# [TEXT BLOCK]
---------------
Rajasthan is due for polls on 25 November, pitting the incumbent Congress government of Ashok Gehlot against a resurgent Bharatiya Janata Party and a plethora of smaller parties and independent candidates who often find favour with voters in the state. An electorate of 5.26 crore voters, with 200 constituencies in 53 districts, and 1,875 candidates facing off during the polls, make elections in the desert state a chaotic affair. Here, The Caravan breaks down the key parties, regions, candidates and constituencies of the polls.
The Contenders
Rajasthan is among the states most prone to anti-incumbency in the country, electing alternate Congress and BJP governments since 1993, when the saffron party won its first full five-year term, under Bhairon Singh Shekhawat. Ever since, the two party’s fates have been tied to their principal leaders, who have traded the chief ministerial post back and forth—Gehlot for the Congress, and Vasundhara Raje for the BJP. If the anti-incumbency trend were to continue, this election could be a shoo-in for the BJP, but several factors stymie such an easy explanation of the state’s political future.
---------------
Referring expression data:
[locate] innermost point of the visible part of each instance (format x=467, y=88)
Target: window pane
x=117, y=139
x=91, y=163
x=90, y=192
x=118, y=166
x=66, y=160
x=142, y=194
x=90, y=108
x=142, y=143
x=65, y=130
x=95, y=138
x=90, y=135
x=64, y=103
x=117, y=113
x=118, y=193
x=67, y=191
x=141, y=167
---------------
# [WORK ORDER 1]
Answer these questions about the Rajasthan election overview:
(a) On what date is Rajasthan due for polls?
(b) How many constituencies and districts does the state have?
(c) Since what year has Rajasthan elected alternate Congress and BJP governments?
# [WORK ORDER 2]
Pick up the Rajasthan election overview right after its final sentence and carry it forward.

# [TASK ANSWER 1]
(a) 25 November
(b) 200 constituencies in 53 districts
(c) 1993

# [TASK ANSWER 2]
To begin with, all three of the country’s other most anti-incumbency prone states—Punjab, Tamil Nadu and Kerala—broke the trend of alternating parties with the re-elections of Parkash Singh Badal in 2012, J Jayalalithaa in 2016 and Pinarayi Vijayan in 2021, respectively. The reigning Gehlot government seems to have pulled pages from each of their books to avoid anti-incumbency: seeding division among the opposition as in Punjab; announcing a slew of welfare measures as in Tamil Nadu; and managing crises like the COVID-19 pandemic relatively effectively as in Kerala.